_Directions for this task_:
Continue the text on methane seeps and water wells near Walsenburg, picking up after its final sentence.

** Document text follows **

In methane production, water is pumped from deep underground, which allows the trapped methane to be tapped. Nobody knows why the methane is moving up to the shallower depths water wells draw from, or to the surface.
"There's not scientific consensus. It's still being investigated how the methane got up there," Gintautas said.
And nobody knows if the methane production is making water wells run dry.
"The pumping of water for the production of methane, that production of groundwater can impact surface waters in some areas, depending on the way the geology is situated," said Matt Sares, Chief of Environmental Geology for the Colorado Geological Survey.
He said the agency has not studied if methane extraction is draining wells near Walsenburg.
"We've just come out of a pretty serious drought and there are many factors that can make a well go dry, and it's certainly not an easy thing to sort out," Sares said.
Goodwin, one of the residents, recalled being at a conference of geologists recently.
"I asked the question, ‘Will coal-bed methane drain my well?'" he said. "Half said ‘yes' and half said ‘no.'"
An elusive solution
Water may be the key to solving the methane problem.
Petroglyph wants to reactivate its methane wells, and needs approval from the Oil and Gas Conservation Commission.
The company has not admitted responsibility for the methane seeps, but, along with supplying water and monitors to residents, it has launched a plan to try to fix the problem.

** End of Document text **
** Data segment follows **

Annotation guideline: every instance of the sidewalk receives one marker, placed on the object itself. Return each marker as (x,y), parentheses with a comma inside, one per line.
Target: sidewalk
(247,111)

** End of Data segment **

_Exercise result_:
"We found no real connection at this point, but there's gas in the water wells and the fields, so we made the decision to do what is appropriate to make sure the citizens are safe," said company CEO Ken Smith.
Petroglyph has been venting - but not capturing - gas from methane wells in the area, and Gintautas said it has led to a decrease in methane in water wells.
The next step is to drill a ring of wells to pump out water, remove the methane and inject the water back underground - known as a hydraulic barrier - to block methane from seeping back into the area. The company then hopes to turn its wells back on.
Gintautas said nobody has ever tried to build such a large hydraulic barrier, a mile in diameter.
Some are troubled by the theoretical nature of the project.
"If it works, with the idea of pumping the water back down, it would be great," said resident Mike Hurley, who has been told not to have open flames in his yard because of venting methane. "But I haven't come across anyone who thinks it would work."
In the River Ridge Ranch subdivision, nine homes are built and 20 more are in the works. It is supposed to someday have 152.
"We poured all our lifetime savings into a retirement home, to identify with the American dream," Goodwin said. "We worked for our retirement homes. Now it's all dashed to the ground because of methane."
Bruce Hopke, the homeowner association president, said he is not opposed to methane production here.
"If they eliminate it and get away from it being a hazard to humans and the environment, I'm certain we could co-exist," Hopke said.
"How will I know it's fixed? I can walk in my home and throw the light switch with no fear," Hopke said.
Meanwhile, Kent Smith, the retired teacher who hasn't had water in a year, tries to live with the methane.
He doesn't let his grandchildren play in the part of the yard where the methane has vented, where many of his trees are yellow and dying - he suspects - from the gas. He doesn't mow the part of the lawn where gas has vented, for fear a spark from the mower would cause an explosion.
He knew methane production was here when he moved to the area - one of Petroglyph's wells is on his land.
"I wasn't a complete idiot, but I was willing to live with it," Smith said. "But I didn't think it would affect my water like this."
Some people are trying to sell their houses, without much luck, but Smith has no interest in leaving the natural beauty behind.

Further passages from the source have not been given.